### Entries provided
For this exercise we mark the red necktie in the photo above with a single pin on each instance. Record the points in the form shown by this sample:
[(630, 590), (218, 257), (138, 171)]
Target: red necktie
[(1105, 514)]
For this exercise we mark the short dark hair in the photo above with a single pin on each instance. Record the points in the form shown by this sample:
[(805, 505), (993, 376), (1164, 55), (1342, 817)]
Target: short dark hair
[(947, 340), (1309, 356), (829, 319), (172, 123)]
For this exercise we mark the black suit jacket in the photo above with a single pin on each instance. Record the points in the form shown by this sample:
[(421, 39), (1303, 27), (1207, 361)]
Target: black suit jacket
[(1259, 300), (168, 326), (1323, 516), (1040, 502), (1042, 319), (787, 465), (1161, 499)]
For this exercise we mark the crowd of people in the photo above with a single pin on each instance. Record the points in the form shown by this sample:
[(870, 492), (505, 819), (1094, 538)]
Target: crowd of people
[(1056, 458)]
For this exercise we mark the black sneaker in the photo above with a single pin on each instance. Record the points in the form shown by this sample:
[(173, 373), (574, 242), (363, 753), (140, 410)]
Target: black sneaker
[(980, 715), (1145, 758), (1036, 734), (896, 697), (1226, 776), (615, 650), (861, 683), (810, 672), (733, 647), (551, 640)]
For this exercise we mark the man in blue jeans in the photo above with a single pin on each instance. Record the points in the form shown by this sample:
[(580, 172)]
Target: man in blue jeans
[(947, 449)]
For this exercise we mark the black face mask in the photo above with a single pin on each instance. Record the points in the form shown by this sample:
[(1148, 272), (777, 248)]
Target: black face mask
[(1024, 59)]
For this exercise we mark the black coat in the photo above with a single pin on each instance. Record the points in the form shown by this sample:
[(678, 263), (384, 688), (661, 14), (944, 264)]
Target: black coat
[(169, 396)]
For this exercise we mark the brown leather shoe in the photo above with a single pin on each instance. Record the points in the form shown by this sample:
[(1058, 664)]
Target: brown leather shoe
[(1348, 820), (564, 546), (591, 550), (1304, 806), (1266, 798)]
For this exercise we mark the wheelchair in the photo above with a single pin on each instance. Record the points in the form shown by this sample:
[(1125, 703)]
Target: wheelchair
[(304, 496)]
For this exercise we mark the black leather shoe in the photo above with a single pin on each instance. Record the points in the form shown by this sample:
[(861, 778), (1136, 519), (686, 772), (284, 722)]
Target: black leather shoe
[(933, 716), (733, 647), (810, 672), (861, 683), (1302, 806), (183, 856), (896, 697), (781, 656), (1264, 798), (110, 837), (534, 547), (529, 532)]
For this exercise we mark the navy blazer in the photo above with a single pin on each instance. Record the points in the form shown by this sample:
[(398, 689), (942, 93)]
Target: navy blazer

### Task brief
Return the part of the listing above that opens with the line containing "For this exercise we mark the short" and closes with the line containing "Target: short dark hair", both lines included, copied character for character.

### Exercise output
For this exercise we mark the short dark hair in the photo above with a single pin on each instance. Record the points in the form shown by this sample:
[(805, 505), (993, 376), (1164, 55), (1342, 817)]
Target: short dark hair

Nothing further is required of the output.